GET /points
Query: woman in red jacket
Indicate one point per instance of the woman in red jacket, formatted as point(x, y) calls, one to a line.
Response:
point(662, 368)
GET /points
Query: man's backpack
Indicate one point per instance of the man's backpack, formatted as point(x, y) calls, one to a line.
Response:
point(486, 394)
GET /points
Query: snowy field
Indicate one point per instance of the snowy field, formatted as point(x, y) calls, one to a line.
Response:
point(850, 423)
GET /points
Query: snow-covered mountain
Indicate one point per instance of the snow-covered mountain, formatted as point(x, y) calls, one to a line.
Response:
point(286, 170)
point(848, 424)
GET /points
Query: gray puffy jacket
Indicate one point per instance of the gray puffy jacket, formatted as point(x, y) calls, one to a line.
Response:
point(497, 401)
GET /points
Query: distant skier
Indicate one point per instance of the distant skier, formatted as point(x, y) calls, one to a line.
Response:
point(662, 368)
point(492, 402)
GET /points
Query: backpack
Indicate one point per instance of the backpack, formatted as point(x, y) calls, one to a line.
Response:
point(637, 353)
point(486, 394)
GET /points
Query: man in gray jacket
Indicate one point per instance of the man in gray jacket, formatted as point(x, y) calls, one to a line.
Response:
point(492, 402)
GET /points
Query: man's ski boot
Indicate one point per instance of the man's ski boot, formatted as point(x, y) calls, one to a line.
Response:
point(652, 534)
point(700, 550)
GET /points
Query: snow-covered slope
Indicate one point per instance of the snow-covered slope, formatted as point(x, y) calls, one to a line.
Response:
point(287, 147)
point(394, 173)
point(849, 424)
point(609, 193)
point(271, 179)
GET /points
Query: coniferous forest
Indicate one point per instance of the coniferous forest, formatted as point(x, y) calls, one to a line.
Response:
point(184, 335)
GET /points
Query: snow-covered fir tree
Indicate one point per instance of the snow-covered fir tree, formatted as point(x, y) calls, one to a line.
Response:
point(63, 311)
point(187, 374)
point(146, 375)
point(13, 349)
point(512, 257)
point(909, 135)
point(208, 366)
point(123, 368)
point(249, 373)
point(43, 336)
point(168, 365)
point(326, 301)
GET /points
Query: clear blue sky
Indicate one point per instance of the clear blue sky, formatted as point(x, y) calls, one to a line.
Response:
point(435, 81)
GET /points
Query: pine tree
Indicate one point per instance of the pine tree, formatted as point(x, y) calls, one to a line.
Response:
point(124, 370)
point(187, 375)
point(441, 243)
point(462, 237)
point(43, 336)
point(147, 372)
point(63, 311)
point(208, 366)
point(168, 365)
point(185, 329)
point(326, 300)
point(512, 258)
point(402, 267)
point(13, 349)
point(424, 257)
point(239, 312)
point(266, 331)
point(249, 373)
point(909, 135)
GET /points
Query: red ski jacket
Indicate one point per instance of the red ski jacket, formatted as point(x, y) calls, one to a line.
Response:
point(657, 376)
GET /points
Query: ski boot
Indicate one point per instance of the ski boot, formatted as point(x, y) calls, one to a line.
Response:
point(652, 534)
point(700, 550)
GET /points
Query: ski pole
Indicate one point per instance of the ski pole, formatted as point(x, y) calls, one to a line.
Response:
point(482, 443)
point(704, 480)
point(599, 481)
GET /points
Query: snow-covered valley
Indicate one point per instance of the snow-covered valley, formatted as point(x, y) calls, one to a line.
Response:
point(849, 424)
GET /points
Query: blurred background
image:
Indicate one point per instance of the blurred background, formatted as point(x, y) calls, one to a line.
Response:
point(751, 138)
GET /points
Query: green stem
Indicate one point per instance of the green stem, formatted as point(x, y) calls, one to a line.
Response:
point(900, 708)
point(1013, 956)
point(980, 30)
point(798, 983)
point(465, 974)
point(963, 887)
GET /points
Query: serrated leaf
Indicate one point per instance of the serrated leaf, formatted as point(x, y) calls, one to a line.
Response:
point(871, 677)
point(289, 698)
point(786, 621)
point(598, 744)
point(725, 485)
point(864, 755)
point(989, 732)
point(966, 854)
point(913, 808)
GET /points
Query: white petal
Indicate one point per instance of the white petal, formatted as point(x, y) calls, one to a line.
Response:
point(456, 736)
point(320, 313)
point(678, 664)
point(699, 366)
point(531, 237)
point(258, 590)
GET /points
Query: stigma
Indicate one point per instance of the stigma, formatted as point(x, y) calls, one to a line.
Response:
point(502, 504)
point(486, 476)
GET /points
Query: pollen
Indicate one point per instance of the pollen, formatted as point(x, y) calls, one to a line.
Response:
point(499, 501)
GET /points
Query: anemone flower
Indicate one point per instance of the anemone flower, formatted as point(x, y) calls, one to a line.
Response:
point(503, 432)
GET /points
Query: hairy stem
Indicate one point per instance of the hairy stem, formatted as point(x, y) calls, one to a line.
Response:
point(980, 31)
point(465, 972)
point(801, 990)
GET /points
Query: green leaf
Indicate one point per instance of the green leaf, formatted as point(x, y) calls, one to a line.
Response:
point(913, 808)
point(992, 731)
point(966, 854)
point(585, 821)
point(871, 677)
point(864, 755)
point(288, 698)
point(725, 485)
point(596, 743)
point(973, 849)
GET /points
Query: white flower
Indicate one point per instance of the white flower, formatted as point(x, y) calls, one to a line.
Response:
+ + + + +
Scale the records from the start through the line containing "point(184, 335)", both ends included, and give every line again with the requests kept. Multiply each point coordinate in the answers by 0.4 and round to whole numbers, with halves going up.

GET /points
Query: woman in red jacket
Indicate one point per instance of the woman in red jacket, formatted as point(x, y) calls, one to a line.
Response:
point(265, 147)
GET /points
Query: man's backpack
Indicate one point per instance of the man's backpack, formatted as point(x, y) calls, one to a line.
Response:
point(194, 158)
GET /points
Query: snowy field
Indicate one point per instance of the snowy field, formatted as point(x, y) calls, one to a line.
Response:
point(340, 169)
GET /points
Query: snow-covered mountain
Indicate one point per instance of the snow-covered mountain, formatted as point(x, y) calls, one to a line.
Response:
point(114, 68)
point(339, 170)
GET /points
Query: gray puffy jacket
Indicate one point per instance of the gray puffy jacket, formatted as point(x, y) calls, one to a line.
Response:
point(199, 160)
GET /points
Query: distant skier
Indicate one point per instance of the distant skier, formatted as point(x, y) calls, one to a line.
Response:
point(265, 147)
point(197, 161)
GET /points
Query: backpack
Indicate one point per instance of the backpack, formatted as point(x, y) calls, one to a line.
Response:
point(255, 141)
point(194, 158)
GET /points
Query: man in gray jacket
Indicate one point per instance of the man in gray jacket, formatted as point(x, y) calls, one to a line.
Response:
point(197, 161)
GET /points
Query: man's ski boot
Indicate one point per instance of the man's ski boot, formatted as point(x, y) calls, one to a line.
Response:
point(261, 214)
point(280, 220)
GET /points
Query: snow-covered slope
Indicate one point per instance of the snow-covered slope, formatted as point(x, y) calls, one to a line.
Response:
point(115, 59)
point(158, 69)
point(340, 170)
point(244, 77)
point(108, 72)
GET /points
Query: coniferous forest
Indicate one point per instance of the coniferous forest, formatted as point(x, y) calls, one to a line.
Response:
point(74, 134)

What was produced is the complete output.